▸ **EXERCISE DETAILS**: Pick out each line with the word "boards" from the material that follows.

▸ **RECORDED DATA**:
*** Begin section ***
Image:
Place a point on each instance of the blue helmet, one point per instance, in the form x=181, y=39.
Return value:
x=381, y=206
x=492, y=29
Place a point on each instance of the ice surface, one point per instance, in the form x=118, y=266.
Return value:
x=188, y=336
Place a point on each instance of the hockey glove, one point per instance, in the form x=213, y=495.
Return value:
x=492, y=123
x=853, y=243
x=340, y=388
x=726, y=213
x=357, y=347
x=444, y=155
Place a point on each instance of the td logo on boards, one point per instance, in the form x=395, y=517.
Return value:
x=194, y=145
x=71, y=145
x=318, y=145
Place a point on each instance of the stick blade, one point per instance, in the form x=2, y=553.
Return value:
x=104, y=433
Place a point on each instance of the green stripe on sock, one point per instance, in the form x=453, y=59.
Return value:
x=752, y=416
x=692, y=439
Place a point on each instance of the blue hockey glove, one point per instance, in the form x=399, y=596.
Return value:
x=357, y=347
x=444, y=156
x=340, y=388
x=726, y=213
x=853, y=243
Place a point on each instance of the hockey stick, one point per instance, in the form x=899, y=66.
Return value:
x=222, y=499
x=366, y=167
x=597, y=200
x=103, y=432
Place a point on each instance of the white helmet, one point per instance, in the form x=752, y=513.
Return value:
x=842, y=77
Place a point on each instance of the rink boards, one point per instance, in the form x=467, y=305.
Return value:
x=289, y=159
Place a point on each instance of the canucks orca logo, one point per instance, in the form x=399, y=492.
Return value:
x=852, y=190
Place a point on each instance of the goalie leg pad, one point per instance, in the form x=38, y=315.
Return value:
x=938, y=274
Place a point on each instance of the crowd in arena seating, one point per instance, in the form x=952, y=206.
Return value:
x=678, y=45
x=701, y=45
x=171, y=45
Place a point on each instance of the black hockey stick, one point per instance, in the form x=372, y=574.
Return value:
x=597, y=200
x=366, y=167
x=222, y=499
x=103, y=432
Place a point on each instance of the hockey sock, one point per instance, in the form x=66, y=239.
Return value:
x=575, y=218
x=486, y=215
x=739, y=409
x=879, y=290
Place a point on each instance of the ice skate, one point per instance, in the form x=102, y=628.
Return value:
*** End section ***
▸ **SOLUTION**:
Place a point on each instance of the td logo on boards, one point per instance, in the form x=395, y=517.
Place a point on each instance of the rink boards, one point per instance, in the form x=467, y=305.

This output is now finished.